→ Given task:
Proceed with the text on preparing and cleaning new distillation equipment, picking up after its final sentence.

This is a very common question that you will often see on forums and in the comment sections of YouTube videos. You might be wondering the same thing, so let’s dive into the initial equipment inspection and cleaning process that you should carry out before starting your distillation.
Taking Delivery of Your Parts
When your parts first arrive, it is important to thoroughly inspect them. Check for any damage or missing components. Next, ensure that you can properly set up your equipment. Make sure all gaskets fit correctly, piping is aligned, clamps fit snugly, and so on. If you like, you can clean the parts’ surfaces using a stainless steel cleaner such as the Stainless Steel Cleaner & Polish.
If you want to polish your copper parts, mineral spirits work great for removing any oils from your fingertips and discoloration from shipping. However, over time, the inside of your copper parts will develop a slight patina, which is normal when vapor and liquids pass through the still.
If you want to prevent this chemical reaction from occurring on your copper parts, you can clean them more frequently between runs.
Shiny Copper Distillation Equipment
Now that your still is shiny and fully assembled, you can perform a steam run. We recommend charging your kettle with a 1:1 ratio of vinegar and water to remove any dirt and oil residue from the vapor path. Do NOT leave your equipment unattended. You can use this time to introduce yourself to your still (“Hello still, I’m _____”) and check for any leaks. If you find any, tighten the clamps.

[Photo object pointing listing]
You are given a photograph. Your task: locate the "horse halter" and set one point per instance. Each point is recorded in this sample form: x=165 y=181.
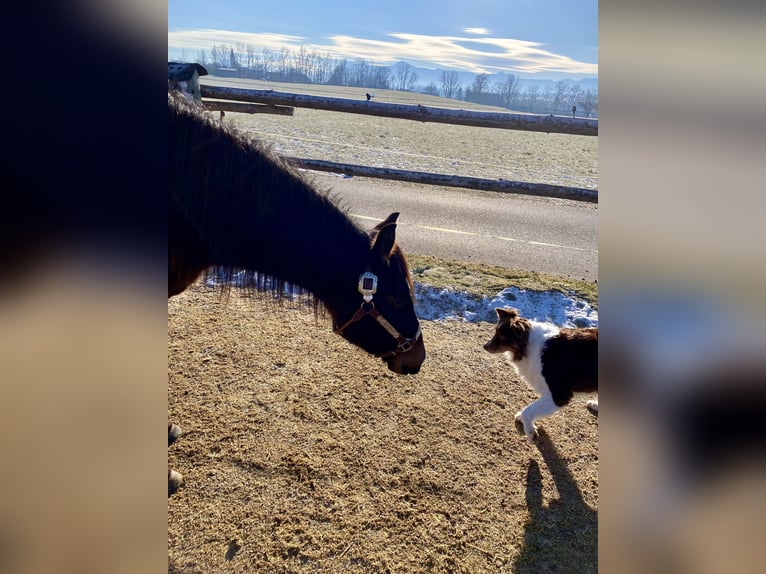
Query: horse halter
x=368 y=286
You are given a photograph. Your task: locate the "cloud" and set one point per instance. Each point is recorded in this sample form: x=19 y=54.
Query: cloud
x=469 y=53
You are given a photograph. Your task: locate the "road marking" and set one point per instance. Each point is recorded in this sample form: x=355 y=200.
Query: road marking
x=445 y=230
x=500 y=237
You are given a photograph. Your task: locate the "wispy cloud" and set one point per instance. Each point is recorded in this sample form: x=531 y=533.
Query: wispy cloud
x=478 y=53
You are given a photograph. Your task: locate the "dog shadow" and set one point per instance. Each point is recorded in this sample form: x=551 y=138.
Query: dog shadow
x=562 y=536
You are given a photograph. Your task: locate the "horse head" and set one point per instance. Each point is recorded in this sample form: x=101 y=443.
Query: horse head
x=381 y=319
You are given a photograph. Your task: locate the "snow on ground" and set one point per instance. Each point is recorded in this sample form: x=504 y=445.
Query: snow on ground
x=552 y=306
x=446 y=304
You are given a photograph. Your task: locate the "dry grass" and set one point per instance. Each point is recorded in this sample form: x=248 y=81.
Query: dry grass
x=558 y=159
x=303 y=454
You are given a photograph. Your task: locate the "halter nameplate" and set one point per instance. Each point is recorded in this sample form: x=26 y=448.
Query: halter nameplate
x=368 y=285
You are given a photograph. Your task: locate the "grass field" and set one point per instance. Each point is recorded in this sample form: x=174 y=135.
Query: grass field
x=557 y=159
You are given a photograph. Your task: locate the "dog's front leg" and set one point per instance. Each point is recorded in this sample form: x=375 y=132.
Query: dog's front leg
x=542 y=407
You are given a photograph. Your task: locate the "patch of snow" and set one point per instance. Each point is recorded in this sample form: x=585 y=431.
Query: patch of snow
x=435 y=304
x=446 y=304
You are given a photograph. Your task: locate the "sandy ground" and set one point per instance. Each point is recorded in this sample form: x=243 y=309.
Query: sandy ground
x=301 y=453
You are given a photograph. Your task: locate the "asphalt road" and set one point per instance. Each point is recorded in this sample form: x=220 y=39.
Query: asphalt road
x=553 y=236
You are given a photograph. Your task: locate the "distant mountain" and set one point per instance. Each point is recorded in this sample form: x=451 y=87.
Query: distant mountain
x=427 y=75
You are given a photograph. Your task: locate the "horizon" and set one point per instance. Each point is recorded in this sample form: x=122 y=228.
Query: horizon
x=545 y=40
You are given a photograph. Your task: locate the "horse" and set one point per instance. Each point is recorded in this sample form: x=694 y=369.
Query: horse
x=234 y=205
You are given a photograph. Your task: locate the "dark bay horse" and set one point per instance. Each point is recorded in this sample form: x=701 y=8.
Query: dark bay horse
x=235 y=206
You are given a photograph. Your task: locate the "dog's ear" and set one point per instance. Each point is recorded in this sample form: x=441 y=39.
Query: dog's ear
x=506 y=312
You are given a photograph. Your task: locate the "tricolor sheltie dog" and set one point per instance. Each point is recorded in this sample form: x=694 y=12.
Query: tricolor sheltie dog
x=556 y=362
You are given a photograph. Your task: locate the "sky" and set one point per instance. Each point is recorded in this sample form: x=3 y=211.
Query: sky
x=534 y=39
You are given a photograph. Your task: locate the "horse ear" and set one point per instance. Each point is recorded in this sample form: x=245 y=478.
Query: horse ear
x=386 y=236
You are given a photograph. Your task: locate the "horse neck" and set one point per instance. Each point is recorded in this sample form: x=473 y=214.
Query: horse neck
x=288 y=231
x=246 y=210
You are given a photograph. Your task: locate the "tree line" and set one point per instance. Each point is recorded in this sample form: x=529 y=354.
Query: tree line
x=311 y=67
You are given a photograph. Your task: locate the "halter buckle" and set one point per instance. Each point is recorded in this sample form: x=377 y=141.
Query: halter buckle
x=368 y=285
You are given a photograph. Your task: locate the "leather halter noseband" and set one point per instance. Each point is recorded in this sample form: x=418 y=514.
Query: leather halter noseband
x=368 y=286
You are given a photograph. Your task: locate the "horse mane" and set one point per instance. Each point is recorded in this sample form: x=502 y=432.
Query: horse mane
x=230 y=153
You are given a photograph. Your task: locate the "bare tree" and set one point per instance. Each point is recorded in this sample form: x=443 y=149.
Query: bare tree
x=250 y=59
x=380 y=77
x=405 y=78
x=533 y=93
x=450 y=83
x=588 y=101
x=573 y=95
x=339 y=74
x=480 y=84
x=560 y=94
x=508 y=91
x=269 y=58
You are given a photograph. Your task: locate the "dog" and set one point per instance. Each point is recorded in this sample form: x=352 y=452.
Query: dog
x=555 y=362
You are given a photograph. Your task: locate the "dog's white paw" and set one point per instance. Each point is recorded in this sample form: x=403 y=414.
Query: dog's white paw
x=528 y=428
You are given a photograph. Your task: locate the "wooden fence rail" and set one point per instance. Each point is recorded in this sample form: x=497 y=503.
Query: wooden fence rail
x=502 y=185
x=269 y=101
x=524 y=122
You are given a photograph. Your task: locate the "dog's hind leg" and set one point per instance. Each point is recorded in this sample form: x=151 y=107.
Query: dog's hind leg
x=542 y=407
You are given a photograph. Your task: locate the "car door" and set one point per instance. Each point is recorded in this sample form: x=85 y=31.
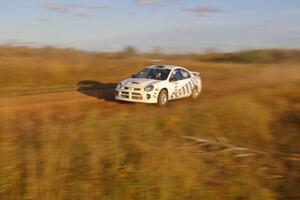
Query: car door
x=174 y=84
x=186 y=86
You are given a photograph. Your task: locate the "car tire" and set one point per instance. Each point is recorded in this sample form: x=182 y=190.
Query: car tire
x=195 y=93
x=162 y=99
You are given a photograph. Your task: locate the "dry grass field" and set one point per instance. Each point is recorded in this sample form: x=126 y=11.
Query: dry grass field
x=62 y=136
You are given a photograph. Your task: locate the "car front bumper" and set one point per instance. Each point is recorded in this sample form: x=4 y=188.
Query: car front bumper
x=136 y=96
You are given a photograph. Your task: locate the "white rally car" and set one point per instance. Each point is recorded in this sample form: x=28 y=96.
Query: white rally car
x=159 y=84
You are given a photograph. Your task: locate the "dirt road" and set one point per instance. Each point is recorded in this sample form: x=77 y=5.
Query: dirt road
x=102 y=98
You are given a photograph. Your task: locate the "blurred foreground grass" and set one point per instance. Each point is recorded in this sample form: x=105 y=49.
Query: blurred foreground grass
x=139 y=151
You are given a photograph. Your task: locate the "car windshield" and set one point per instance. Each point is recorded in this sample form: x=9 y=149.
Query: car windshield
x=153 y=73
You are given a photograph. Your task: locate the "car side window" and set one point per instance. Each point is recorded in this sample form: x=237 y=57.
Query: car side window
x=184 y=74
x=176 y=75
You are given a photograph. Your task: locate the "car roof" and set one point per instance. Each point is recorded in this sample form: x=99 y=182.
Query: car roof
x=164 y=66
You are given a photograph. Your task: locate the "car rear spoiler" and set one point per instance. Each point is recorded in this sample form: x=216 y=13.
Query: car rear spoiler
x=196 y=73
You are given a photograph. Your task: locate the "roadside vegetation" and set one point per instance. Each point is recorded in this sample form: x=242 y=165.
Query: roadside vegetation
x=240 y=140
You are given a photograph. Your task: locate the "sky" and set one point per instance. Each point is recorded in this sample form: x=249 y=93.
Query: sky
x=165 y=25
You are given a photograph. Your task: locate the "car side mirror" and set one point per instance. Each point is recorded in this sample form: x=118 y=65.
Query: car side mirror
x=173 y=79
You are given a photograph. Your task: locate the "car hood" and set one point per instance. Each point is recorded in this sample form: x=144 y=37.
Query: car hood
x=139 y=82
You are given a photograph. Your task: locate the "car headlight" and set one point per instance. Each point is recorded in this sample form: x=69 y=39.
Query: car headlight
x=119 y=86
x=149 y=88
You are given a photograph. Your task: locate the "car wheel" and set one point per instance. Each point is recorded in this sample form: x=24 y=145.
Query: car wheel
x=162 y=99
x=195 y=93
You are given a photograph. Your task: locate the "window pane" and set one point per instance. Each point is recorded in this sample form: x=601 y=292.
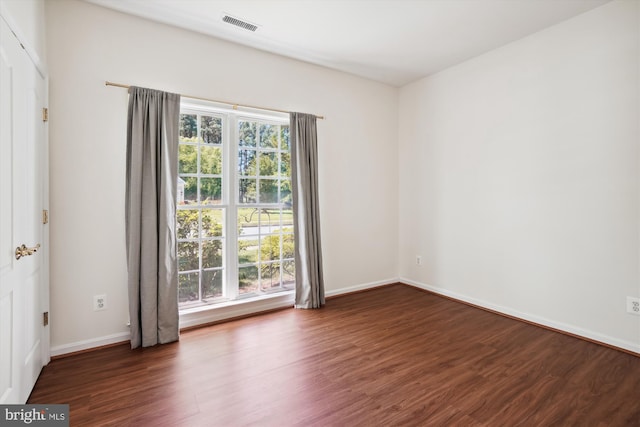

→ Output below:
If you notice leaks occurring from places other than the tri-clamp connections, please contact your distillation equipment provider immediately to address the issue. Running high-proof ethanol through a leaky system can be dangerous, as we have seen. Moreover, you would end up wasting your precious beer!
Performing a steam run is not only recommended when you first use your still, but also in-between runs. It is not necessary if you are distilling the same spirit repeatedly. However, if you switch from distilling whiskey to vodka, for example, you would want to remove any strong flavors from your still. Starting with a clean base makes it easier to maintain consistent aroma and taste in your spirit.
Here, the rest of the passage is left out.